** DATA FOR REVIEW follows **
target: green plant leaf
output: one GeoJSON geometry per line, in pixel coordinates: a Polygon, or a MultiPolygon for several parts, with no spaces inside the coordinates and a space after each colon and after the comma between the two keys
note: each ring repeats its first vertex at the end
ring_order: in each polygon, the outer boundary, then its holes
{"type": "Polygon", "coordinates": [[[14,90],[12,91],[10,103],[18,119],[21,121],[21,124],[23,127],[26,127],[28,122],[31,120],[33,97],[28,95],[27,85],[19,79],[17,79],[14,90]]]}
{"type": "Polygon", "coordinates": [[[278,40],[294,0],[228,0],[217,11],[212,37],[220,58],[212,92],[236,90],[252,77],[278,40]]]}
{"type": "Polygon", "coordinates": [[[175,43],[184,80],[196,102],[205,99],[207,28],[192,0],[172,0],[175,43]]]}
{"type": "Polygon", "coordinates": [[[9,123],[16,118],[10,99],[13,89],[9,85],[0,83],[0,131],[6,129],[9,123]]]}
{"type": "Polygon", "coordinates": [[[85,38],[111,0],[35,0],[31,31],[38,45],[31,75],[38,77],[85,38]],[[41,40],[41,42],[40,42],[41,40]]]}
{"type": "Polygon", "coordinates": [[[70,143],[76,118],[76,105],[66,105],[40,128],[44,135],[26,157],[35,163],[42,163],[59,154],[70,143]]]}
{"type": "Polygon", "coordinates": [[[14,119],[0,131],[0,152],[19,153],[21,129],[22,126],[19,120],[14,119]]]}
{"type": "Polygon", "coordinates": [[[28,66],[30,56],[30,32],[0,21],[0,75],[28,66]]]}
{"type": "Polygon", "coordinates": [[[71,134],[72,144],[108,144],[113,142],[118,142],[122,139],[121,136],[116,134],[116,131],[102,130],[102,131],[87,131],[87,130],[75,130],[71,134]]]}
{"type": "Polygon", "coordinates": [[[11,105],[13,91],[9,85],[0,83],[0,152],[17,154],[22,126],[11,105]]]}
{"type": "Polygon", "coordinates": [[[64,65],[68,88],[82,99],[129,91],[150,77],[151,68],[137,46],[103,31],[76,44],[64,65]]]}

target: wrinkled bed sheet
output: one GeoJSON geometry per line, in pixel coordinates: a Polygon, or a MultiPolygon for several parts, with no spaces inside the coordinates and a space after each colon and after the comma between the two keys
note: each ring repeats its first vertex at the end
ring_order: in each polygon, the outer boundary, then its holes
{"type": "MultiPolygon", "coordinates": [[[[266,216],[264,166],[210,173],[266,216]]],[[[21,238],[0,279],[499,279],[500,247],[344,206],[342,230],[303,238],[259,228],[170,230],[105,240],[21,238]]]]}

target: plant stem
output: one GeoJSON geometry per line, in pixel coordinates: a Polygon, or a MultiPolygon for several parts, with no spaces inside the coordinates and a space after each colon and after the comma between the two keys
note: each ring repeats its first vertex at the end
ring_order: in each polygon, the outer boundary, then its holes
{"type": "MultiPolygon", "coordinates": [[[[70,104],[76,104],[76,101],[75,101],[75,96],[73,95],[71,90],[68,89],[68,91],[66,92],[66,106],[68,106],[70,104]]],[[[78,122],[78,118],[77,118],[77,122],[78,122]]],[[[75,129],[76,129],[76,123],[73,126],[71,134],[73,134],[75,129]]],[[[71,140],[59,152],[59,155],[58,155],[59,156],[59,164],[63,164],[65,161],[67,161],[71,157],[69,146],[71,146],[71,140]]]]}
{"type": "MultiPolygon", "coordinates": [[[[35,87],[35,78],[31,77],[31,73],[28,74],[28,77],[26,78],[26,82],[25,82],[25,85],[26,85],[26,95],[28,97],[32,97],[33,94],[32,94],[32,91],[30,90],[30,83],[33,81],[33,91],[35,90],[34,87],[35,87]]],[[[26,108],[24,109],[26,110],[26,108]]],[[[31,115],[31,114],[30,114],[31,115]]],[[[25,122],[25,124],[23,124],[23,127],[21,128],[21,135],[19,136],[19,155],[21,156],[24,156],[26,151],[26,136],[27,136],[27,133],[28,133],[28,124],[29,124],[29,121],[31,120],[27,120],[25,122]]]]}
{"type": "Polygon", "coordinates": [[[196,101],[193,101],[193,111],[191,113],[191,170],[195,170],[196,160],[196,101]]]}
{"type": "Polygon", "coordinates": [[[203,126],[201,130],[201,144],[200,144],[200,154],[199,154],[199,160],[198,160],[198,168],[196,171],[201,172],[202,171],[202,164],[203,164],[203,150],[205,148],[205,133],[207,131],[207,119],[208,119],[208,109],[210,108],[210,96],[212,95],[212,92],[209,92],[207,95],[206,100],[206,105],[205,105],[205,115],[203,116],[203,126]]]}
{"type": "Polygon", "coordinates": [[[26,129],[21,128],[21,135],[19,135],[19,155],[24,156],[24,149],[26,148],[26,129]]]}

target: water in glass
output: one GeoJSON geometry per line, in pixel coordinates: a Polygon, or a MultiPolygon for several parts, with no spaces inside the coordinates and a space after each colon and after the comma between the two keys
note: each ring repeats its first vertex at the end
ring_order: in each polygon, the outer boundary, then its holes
** End of DATA FOR REVIEW **
Every entry above should be returned exactly as written.

target: green plant leaf
output: one GeoJSON geometry per line, in pixel coordinates: a Polygon, or a MultiPolygon for several parts, with no spaces inside the coordinates and a space after each colon and after the comma between the two keys
note: each ring repeats its first vertex at the end
ring_order: in each polygon, the outer boundary, then its holes
{"type": "Polygon", "coordinates": [[[14,90],[12,91],[10,103],[18,119],[21,121],[21,124],[23,127],[26,127],[28,122],[31,120],[33,97],[28,95],[27,85],[19,79],[17,79],[14,90]]]}
{"type": "Polygon", "coordinates": [[[278,40],[294,0],[228,0],[217,11],[212,37],[220,58],[212,92],[236,90],[252,77],[278,40]]]}
{"type": "Polygon", "coordinates": [[[175,43],[184,80],[196,102],[205,99],[207,28],[192,0],[172,0],[175,43]]]}
{"type": "Polygon", "coordinates": [[[9,123],[16,118],[10,99],[13,89],[9,85],[0,83],[0,131],[6,129],[9,123]]]}
{"type": "Polygon", "coordinates": [[[85,38],[111,0],[35,0],[31,31],[38,45],[31,75],[38,77],[85,38]],[[41,40],[41,42],[40,42],[41,40]]]}
{"type": "Polygon", "coordinates": [[[70,143],[76,118],[76,105],[66,105],[40,128],[44,135],[26,157],[35,163],[42,163],[59,154],[70,143]]]}
{"type": "Polygon", "coordinates": [[[14,119],[0,131],[0,152],[19,153],[21,129],[22,126],[19,120],[14,119]]]}
{"type": "Polygon", "coordinates": [[[28,66],[30,56],[30,32],[0,21],[0,75],[28,66]]]}
{"type": "Polygon", "coordinates": [[[71,134],[72,144],[108,144],[113,142],[118,142],[122,139],[121,136],[116,134],[116,131],[102,130],[102,131],[87,131],[87,130],[75,130],[71,134]]]}
{"type": "Polygon", "coordinates": [[[11,105],[13,91],[9,85],[0,83],[0,152],[17,154],[22,126],[11,105]]]}
{"type": "Polygon", "coordinates": [[[64,65],[68,88],[82,99],[129,91],[150,77],[151,68],[137,46],[103,31],[76,44],[64,65]]]}

target: wrinkled bed sheet
output: one GeoJSON geometry per line, in pixel coordinates: a Polygon, or a MultiPolygon for several parts, with no spaces inside the coordinates and a space after each colon and after the comma between the two keys
note: each ring repeats its first vertex at the end
ring_order: in each polygon, the outer boundary, then its holes
{"type": "MultiPolygon", "coordinates": [[[[266,216],[264,166],[210,173],[266,216]]],[[[21,238],[0,279],[499,279],[500,247],[344,206],[342,230],[303,238],[259,228],[170,230],[105,240],[21,238]]]]}

target: plant stem
output: one GeoJSON geometry per line, in pixel coordinates: a Polygon, or a MultiPolygon for several parts, with no spaces inside the coordinates and a space after each colon and after the comma between the two keys
note: each ring repeats its first vertex at the end
ring_order: in each polygon, the outer boundary, then its holes
{"type": "MultiPolygon", "coordinates": [[[[70,104],[76,104],[76,101],[75,101],[75,96],[73,95],[71,90],[68,89],[68,91],[66,92],[66,106],[68,106],[70,104]]],[[[78,122],[78,118],[77,118],[77,122],[78,122]]],[[[75,129],[76,129],[76,123],[73,126],[71,134],[73,134],[75,129]]],[[[71,140],[59,152],[59,155],[58,155],[59,156],[59,164],[63,164],[65,161],[67,161],[71,157],[69,146],[71,146],[71,140]]]]}
{"type": "MultiPolygon", "coordinates": [[[[35,87],[35,78],[31,77],[31,73],[28,74],[28,77],[26,78],[26,82],[25,82],[25,85],[26,85],[26,95],[28,97],[32,97],[33,94],[32,94],[32,91],[30,90],[30,83],[33,81],[33,91],[35,90],[34,87],[35,87]]],[[[26,108],[24,109],[26,110],[26,108]]],[[[31,115],[31,114],[30,114],[31,115]]],[[[25,122],[25,124],[23,124],[23,127],[21,128],[21,135],[19,136],[19,155],[21,156],[24,156],[26,151],[26,136],[27,136],[27,133],[28,133],[28,124],[29,124],[29,121],[31,120],[27,120],[25,122]]]]}
{"type": "Polygon", "coordinates": [[[196,101],[193,101],[193,111],[191,113],[191,170],[195,170],[196,160],[196,101]]]}
{"type": "Polygon", "coordinates": [[[203,126],[201,130],[201,144],[200,144],[200,154],[199,154],[199,160],[198,160],[198,168],[196,171],[201,172],[202,171],[202,164],[203,164],[203,150],[205,148],[205,133],[207,131],[207,119],[208,119],[208,109],[210,108],[210,96],[212,95],[212,92],[209,92],[207,95],[206,100],[206,105],[205,105],[205,115],[203,116],[203,126]]]}
{"type": "Polygon", "coordinates": [[[26,129],[21,128],[21,135],[19,135],[19,155],[24,156],[24,149],[26,148],[26,129]]]}

target: water in glass
output: one GeoJSON geometry per line, in pixel coordinates: a Polygon, or a MultiPolygon for several parts, with no spaces inside the coordinates and a space after each colon and after the comma between the two keys
note: each ring repeats its first vertex at the end
ring_order: in each polygon, the outer boundary, then its holes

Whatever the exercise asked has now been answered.